The response must contain every line from the records below that has "Target".

──────── INFORMATION SUPPLIED ────────

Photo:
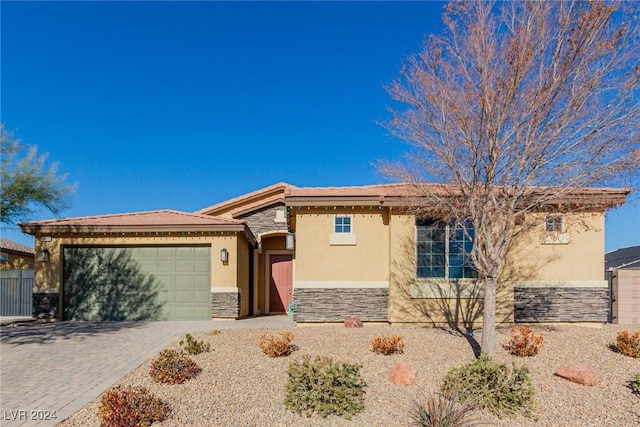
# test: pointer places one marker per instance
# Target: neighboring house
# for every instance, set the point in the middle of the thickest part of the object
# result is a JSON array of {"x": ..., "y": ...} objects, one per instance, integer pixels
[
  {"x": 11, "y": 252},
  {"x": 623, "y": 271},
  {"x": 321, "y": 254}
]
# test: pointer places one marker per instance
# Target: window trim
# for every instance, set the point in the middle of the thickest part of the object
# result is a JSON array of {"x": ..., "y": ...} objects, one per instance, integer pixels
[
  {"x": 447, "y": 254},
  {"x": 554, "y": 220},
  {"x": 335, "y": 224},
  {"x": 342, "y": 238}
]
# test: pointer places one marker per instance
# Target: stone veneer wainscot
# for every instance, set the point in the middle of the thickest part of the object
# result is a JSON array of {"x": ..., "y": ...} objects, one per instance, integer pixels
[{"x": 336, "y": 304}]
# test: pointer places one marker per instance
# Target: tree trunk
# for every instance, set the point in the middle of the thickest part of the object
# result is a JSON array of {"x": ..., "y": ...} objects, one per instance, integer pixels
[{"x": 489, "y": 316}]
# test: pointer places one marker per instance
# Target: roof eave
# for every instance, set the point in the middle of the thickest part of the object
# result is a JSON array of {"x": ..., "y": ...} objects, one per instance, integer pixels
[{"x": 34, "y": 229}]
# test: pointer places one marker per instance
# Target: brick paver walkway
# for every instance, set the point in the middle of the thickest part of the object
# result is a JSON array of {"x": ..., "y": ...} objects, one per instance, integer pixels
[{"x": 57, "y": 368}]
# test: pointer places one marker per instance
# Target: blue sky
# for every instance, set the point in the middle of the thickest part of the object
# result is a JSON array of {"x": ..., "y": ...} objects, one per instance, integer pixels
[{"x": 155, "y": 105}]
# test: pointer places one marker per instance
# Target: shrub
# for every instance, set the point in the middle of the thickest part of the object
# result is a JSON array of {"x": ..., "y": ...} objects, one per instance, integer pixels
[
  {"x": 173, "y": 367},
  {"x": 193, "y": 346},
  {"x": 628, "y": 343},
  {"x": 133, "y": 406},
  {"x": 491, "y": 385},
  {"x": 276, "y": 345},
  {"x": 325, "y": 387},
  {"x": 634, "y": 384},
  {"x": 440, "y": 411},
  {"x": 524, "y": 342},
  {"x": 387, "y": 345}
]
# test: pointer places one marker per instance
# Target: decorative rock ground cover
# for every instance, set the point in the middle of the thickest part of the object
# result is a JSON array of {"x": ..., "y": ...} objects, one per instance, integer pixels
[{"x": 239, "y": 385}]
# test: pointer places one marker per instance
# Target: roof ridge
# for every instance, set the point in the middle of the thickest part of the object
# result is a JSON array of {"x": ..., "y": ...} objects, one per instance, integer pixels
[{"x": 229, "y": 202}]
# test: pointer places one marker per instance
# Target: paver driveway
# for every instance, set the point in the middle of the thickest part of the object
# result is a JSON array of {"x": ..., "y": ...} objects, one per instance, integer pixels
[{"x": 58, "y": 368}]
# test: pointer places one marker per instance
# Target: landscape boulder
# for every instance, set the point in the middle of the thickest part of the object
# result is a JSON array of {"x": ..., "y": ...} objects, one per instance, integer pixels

────────

## SOLVED PROBLEM
# Target: neighboring house
# Target: window trim
# Target: stone veneer wainscot
# Target: tree trunk
# Target: roof eave
# Target: brick paver walkway
# Target: blue sky
# Target: shrub
# Target: decorative rock ground cover
# Target: roof ridge
# Target: paver driveway
# Target: landscape boulder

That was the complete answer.